[Excerpts from a dataset on pointing to objects]
-- BEGIN --

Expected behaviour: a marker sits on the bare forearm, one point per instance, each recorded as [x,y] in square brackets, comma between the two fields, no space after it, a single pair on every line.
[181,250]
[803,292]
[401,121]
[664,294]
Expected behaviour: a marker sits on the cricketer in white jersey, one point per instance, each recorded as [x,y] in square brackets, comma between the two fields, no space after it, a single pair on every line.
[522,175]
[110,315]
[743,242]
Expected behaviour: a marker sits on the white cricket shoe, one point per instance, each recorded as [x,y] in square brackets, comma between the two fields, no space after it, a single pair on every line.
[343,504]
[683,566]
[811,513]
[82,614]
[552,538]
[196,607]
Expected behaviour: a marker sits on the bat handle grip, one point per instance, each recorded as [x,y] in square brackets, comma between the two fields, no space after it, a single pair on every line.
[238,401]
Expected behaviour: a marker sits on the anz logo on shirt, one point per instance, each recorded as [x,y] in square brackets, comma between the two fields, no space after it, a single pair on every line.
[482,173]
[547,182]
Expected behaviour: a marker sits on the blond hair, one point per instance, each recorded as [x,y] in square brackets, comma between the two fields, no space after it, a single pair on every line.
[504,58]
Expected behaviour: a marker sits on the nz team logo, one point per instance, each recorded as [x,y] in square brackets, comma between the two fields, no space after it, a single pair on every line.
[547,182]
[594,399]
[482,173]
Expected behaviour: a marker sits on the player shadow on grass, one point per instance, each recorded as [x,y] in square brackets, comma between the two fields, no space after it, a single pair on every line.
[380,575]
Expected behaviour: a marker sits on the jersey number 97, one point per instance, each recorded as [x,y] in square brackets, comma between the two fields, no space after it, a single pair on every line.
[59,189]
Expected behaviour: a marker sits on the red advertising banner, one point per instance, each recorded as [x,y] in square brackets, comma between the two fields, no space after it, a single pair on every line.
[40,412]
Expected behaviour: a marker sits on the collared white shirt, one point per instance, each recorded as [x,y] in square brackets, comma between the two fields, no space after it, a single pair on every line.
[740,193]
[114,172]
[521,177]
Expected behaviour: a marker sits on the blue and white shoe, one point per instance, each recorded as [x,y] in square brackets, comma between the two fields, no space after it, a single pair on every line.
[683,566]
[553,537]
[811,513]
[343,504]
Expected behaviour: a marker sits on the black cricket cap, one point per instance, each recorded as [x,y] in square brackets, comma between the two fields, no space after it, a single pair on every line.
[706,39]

-- END --

Render every line above as a JSON list of strings, one string per line, with blank lines omitted.

[
  "Expected behaviour: a marker sits on the bare forearm, one point per instance, each recorded as [x,y] in square brackets, comma between the two fields, no space after it, a single pair on every line.",
  "[181,250]",
  "[803,292]",
  "[401,121]",
  "[664,294]",
  "Expected behaviour: a marker sits on the cricketer in white jersey, one point per instance, each recorded as [x,y] in square brackets, comma between the two fields, no space after it, a single pair on every line.",
  "[522,175]",
  "[110,315]",
  "[743,242]",
  "Expected behaviour: a marker sits on the white cricket shoe, one point per instance, each recorded as [x,y] in square brackets, comma between the two fields, no space after it, a single pair on every line.",
  "[343,504]",
  "[683,566]",
  "[811,513]",
  "[82,614]",
  "[552,538]",
  "[196,607]",
  "Expected behaviour: a marker sits on the bat handle grip, one point per instance, each recorded as [x,y] in square brackets, comma between the two fields, no space after it, a single pair on every line.",
  "[238,401]",
  "Expected behaviour: a marker sits on the anz logo on shirt, one point per instance, each recorded as [x,y] in square brackets, comma between the two fields, no space after it, a single pair on every line.",
  "[482,173]",
  "[547,182]",
  "Expected behaviour: a marker sits on the blond hair, one point per instance, each recorded as [x,y] in square brackets, comma between the two fields, no space after it, a single pair on every line.",
  "[504,58]",
  "Expected behaviour: a marker sits on the nz team logo, one point per instance, each recorded as [x,y] in square brackets, comma between the two fields, no space after it, a single pair on every line.",
  "[547,182]",
  "[594,399]",
  "[482,173]",
  "Expected behaviour: a marker sits on the player shadow on grass, one point per instance, each recorded as [x,y] in square brackets, comma between the two fields, no space after it, a single pair on every line.",
  "[380,575]",
  "Expected behaviour: a marker sits on the jersey number 97, one point per instance, each recorded as [x,y] in square brackets, comma between the two fields, no space after it, a single pair on every line.",
  "[59,189]",
  "Expected behaviour: a marker sits on the red advertising banner, one point per instance, each recorded as [x,y] in square brackets, comma between the two fields, no space after it, a single pair on every line.",
  "[40,412]",
  "Expected behaviour: a marker sits on the collared white shirt, one point per instance, each recorded as [x,y] in square brackets, comma between the two fields, no space after it, a single pair on every line.",
  "[740,193]",
  "[114,172]",
  "[521,177]",
  "Expected behaviour: a marker sits on the blue and white shoe, one point per instance, each recorded as [x,y] in square brackets, comma between the two fields, no space after it, a single pair on every line.",
  "[683,566]",
  "[553,537]",
  "[811,513]",
  "[343,504]",
  "Expected behaviour: a marker sits on the black cricket cap, one point per instance, each recorded as [x,y] in square brackets, comma between the two fields, no space after it, a single pair on every line.",
  "[706,39]"
]